### Exercise
Copy out the material as a numbered list, from the line containing "Where can the player with" through the line containing "[[464, 287], [378, 290]]", with both of those lines included and any blank lines dropped.

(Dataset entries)
start

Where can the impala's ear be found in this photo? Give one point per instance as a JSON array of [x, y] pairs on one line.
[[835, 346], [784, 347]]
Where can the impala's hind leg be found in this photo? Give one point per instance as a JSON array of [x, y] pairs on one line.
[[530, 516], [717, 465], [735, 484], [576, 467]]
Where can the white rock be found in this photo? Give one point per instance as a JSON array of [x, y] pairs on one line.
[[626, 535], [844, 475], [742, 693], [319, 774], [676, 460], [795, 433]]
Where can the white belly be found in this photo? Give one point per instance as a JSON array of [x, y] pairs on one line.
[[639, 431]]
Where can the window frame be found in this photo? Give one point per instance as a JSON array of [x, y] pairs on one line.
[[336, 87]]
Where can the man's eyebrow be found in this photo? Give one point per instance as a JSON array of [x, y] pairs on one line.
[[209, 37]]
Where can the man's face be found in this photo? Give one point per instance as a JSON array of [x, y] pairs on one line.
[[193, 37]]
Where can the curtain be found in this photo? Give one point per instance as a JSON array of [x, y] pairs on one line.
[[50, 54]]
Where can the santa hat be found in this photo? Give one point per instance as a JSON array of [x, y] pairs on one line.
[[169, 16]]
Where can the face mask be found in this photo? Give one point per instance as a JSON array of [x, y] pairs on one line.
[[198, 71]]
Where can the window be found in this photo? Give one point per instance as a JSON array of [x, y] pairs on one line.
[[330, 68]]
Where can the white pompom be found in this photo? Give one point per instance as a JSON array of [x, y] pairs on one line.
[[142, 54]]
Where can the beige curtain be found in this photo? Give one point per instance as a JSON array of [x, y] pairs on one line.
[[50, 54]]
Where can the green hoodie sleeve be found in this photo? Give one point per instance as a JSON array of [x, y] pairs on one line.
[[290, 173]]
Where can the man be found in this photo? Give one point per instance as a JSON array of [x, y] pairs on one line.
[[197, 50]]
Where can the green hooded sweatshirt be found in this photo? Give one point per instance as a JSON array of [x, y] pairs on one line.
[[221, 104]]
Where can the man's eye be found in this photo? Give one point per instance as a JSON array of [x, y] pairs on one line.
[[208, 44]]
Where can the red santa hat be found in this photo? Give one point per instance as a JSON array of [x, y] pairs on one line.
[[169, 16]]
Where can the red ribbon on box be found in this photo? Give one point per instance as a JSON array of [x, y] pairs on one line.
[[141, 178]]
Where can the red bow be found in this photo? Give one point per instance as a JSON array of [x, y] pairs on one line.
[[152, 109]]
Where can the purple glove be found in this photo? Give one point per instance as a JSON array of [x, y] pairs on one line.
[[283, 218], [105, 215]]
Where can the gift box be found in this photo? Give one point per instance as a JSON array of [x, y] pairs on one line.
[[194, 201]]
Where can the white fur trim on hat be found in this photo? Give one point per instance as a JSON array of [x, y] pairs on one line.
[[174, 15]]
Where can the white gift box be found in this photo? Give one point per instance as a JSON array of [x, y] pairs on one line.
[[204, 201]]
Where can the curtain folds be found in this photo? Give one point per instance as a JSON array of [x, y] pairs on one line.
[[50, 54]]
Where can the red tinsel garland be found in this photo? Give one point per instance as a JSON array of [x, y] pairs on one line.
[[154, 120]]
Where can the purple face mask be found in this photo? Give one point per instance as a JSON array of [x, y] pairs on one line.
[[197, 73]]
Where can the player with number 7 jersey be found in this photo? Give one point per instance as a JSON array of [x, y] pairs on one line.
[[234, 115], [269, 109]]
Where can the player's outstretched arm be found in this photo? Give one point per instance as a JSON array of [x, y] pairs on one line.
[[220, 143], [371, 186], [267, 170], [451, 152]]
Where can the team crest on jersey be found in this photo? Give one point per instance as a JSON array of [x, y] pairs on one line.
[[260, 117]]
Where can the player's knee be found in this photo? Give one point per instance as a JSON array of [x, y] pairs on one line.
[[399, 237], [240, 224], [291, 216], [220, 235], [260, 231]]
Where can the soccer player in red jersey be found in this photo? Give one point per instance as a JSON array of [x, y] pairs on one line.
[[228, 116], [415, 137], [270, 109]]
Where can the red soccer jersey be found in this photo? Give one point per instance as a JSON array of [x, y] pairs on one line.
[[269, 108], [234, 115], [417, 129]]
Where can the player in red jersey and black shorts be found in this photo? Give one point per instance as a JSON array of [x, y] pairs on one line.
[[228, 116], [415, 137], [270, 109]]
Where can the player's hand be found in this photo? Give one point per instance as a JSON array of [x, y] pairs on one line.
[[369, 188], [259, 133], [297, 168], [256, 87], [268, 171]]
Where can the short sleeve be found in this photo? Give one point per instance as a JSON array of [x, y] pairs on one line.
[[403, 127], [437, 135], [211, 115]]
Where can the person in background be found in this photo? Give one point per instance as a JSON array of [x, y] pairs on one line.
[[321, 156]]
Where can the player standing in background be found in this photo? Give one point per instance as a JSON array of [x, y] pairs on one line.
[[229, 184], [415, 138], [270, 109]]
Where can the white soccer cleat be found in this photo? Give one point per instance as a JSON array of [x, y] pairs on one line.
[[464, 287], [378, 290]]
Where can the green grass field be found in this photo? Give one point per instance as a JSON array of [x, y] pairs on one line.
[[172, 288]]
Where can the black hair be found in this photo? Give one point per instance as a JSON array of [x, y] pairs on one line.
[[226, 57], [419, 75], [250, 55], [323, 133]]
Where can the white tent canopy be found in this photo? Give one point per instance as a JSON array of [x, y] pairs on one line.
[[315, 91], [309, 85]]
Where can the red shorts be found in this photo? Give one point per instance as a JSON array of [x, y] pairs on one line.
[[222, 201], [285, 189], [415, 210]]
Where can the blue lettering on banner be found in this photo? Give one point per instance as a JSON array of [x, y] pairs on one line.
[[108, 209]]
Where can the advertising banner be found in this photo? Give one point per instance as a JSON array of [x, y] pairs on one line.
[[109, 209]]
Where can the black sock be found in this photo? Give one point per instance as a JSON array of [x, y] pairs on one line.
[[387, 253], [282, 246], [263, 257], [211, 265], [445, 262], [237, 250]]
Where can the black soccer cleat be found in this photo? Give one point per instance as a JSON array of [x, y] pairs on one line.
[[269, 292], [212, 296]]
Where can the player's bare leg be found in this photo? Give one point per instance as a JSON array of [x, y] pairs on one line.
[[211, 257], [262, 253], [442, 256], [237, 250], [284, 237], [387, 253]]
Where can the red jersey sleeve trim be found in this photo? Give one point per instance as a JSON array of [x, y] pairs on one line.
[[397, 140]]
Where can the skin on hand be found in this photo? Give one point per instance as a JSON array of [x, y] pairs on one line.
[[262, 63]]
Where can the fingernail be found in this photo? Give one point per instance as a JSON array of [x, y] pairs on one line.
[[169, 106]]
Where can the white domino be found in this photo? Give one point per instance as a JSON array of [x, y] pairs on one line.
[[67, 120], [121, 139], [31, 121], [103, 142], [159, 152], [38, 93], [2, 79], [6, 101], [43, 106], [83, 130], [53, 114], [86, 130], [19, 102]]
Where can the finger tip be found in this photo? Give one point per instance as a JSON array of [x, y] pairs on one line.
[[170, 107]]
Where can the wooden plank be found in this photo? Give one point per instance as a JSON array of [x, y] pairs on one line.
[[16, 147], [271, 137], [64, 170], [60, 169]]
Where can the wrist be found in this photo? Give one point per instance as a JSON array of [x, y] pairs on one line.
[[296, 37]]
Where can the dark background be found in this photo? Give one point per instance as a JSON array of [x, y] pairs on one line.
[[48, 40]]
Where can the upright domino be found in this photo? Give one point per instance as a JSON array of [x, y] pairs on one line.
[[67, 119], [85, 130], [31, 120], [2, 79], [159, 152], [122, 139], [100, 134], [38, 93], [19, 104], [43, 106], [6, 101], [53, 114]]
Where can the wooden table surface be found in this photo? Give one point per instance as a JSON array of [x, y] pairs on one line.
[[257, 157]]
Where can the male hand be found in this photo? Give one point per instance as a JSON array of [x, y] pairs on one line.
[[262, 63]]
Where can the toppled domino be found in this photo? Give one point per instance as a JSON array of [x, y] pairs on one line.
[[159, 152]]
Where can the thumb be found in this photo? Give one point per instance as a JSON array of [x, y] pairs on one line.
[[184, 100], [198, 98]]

end

### Reply to the exercise
1. Where can the player with number 7 jersey be found in this photo? Give one point per instance as a JSON array of [x, y] pairs on one line.
2. [[234, 115], [269, 109]]
3. Where can the player's outstretched arm be found in this photo? Give one point per instance as a JSON array of [x, y] pairs on one line.
4. [[220, 143], [371, 186], [267, 170], [451, 152]]
5. Where can the team crest on jersey be found in this photo? Give one point per instance as a JSON array of [x, y] pairs on one line.
6. [[260, 117]]
7. Where can the player's knee be found in this photo? Give one point per instance as a JSON array of [x, y] pairs on one line.
8. [[399, 237], [240, 224], [291, 216], [220, 235], [260, 231]]
9. Where can the soccer player in red jersey be found in this photo? Give one point per instance as a JSON array of [x, y] pairs on one line.
10. [[228, 116], [415, 137], [270, 109]]
11. Where can the red soccer jersey be found in this photo? Give one point per instance as a JSON array of [x, y] pairs on one line.
12. [[269, 108], [234, 115], [417, 129]]
13. Where can the player in red jersey and black shorts be found in this photo? Give one point per instance as a JSON array of [x, y] pairs on one line.
14. [[228, 116], [415, 137], [270, 109]]
15. Where can the player's hand be found in this photo? Give one point per instance as a JSON array of [x, y] pairs on one line.
16. [[369, 188], [259, 133], [297, 168], [256, 87], [268, 171]]
17. Where can the short sleeve be found in this photo? Give one point per instance as a JSON array of [x, y] pairs on one line.
18. [[403, 127], [437, 135], [211, 115]]
19. Where can the person in background be found in this photo? Give one point per instance as a JSON array of [x, y] pairs on one line.
20. [[321, 156]]
21. Where can the player standing in background be found in this photo? Give one point per instance as a JSON array of [x, y] pairs on one line.
22. [[229, 184], [415, 138], [270, 109]]
23. Where can the white soccer cleat be found in this photo? Give one point per instance as a JSON array of [x, y] pairs on one line.
24. [[464, 287], [378, 290]]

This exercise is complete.